== Segment start ==

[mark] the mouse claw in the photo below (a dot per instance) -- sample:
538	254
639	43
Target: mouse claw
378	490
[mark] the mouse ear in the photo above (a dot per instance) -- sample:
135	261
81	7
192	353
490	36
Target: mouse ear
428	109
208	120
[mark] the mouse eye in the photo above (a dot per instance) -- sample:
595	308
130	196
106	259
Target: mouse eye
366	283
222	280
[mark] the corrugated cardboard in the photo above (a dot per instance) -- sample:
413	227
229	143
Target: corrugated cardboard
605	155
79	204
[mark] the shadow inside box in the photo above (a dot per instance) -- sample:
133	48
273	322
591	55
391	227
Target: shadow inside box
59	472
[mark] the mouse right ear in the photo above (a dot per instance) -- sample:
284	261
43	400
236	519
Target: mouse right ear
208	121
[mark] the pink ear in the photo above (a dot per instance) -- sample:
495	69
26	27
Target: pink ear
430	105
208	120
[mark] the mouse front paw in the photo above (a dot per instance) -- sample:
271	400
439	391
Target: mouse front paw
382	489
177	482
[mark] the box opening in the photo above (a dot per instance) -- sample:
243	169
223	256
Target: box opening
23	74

== Segment end ==

§ **Exercise objective**: What you return must match the listing exactly, line for line.

§ **Result of the task**:
[mark] the mouse claw in the photo below (a dot per instance) -- sample:
538	254
639	43
Target: mouse claw
378	490
[mark] the mouse ear in the photo above (a dot per instance) -- sample:
135	261
81	7
192	353
490	36
Target: mouse ear
428	109
208	120
[mark] the mouse eye in the photo above (a dot per instance) -- sample:
595	308
130	196
106	259
Target: mouse eye
366	283
222	280
[mark] the corrugated cardboard in the photo above (a dot per instance) -- sample:
413	227
229	143
Target: corrugated cardboard
605	155
79	204
[mark] the shadow inside box in the photo above (a dot per instance) -- sample:
133	48
273	322
591	55
391	227
Target: shadow inside box
59	472
[mark] the mouse right ear in the photo above (a dot per instance) -- sample:
284	261
43	400
236	519
Target: mouse right ear
208	121
[mark] the pink ear in the photo above (a dot per instance) -- sample:
495	69
26	27
Target: pink ear
430	105
208	120
[mark] the mouse front paw in the photo above (a dot per instance) -- sample:
271	400
439	391
Target: mouse front paw
382	489
177	482
[mark] the box opening in the photo above (a dot per instance) -- sample:
243	169
223	256
Target: box opening
23	74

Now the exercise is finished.